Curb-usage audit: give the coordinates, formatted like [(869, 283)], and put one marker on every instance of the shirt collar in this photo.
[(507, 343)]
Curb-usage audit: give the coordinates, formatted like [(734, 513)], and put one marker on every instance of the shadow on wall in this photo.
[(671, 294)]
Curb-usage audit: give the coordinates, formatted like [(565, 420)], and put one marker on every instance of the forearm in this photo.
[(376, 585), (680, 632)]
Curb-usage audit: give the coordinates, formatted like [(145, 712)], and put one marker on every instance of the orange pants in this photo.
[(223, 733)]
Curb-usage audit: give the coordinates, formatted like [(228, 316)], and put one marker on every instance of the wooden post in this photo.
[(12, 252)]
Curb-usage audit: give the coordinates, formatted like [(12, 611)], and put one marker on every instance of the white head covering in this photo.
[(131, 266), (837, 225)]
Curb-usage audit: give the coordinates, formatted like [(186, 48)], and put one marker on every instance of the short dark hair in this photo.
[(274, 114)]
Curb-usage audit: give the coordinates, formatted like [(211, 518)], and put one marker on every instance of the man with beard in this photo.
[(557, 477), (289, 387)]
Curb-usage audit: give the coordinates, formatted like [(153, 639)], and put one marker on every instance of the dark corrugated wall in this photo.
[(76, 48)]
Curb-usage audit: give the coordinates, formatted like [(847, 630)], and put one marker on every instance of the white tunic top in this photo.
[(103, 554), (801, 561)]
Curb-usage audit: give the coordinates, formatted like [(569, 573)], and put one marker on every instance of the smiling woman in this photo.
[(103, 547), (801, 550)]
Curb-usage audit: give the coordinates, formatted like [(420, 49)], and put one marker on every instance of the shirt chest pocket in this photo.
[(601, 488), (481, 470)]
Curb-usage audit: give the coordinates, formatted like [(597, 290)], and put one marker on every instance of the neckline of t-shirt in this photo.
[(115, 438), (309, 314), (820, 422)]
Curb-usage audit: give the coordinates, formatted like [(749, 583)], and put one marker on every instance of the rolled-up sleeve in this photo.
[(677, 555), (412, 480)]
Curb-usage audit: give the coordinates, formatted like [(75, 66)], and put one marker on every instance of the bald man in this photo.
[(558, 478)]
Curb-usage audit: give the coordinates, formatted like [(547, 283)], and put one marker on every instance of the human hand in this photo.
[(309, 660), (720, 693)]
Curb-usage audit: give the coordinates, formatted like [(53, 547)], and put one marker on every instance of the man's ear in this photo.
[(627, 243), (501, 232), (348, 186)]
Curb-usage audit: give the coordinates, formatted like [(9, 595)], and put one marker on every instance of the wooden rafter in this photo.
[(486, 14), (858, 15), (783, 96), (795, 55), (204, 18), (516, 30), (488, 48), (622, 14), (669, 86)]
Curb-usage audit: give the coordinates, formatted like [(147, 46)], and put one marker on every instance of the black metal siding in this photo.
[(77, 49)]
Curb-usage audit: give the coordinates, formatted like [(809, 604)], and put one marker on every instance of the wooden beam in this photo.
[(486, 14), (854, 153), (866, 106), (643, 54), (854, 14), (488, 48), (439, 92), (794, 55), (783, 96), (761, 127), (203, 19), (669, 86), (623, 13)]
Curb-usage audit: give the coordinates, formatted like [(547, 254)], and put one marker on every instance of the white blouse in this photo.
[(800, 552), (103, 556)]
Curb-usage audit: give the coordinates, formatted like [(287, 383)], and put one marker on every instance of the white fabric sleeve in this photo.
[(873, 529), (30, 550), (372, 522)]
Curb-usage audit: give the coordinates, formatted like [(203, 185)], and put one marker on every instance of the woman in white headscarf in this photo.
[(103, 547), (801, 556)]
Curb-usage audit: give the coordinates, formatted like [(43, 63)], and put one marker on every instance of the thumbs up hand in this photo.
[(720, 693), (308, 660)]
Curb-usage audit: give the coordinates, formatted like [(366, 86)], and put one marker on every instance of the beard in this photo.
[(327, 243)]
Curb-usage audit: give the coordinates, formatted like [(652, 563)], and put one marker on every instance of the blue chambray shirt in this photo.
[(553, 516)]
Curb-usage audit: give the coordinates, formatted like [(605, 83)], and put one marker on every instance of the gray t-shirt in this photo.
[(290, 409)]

━━━━━━━━

AIM
Take the line holding "fabric sleeve in this photo." and all lines after it through the end of the data, and set them down exactly.

REPLY
Curb-usage audit: give the coordinates, formatted like [(287, 383)], and put one marker on every instance of the white fabric sleeve in this photo.
[(873, 529), (30, 550), (372, 522)]
Curb-usage audit: give the coordinates, formatted like [(203, 185)], and put one marker on every instance of the woman in white headscarf in this photo.
[(103, 547), (801, 556)]
Curb-usage audit: give the coordinates, formatted like [(43, 63)], and put one marker on every instance of the thumbs up hand in this photo.
[(720, 693), (308, 660)]
Curb-usage audit: give the coordinates, formatted like [(366, 86)], and put one marker on every instance of the beard in this photo.
[(327, 243)]
Curb-usage audit: give the coordinates, formatted like [(652, 563)], and put one marker on every instance of the blue chambray shirt in this photo.
[(553, 516)]
Curb-usage audit: give the coordinates, formatted like [(605, 83)], and put one marker on every instance of the gray t-shirt in this photo.
[(290, 409)]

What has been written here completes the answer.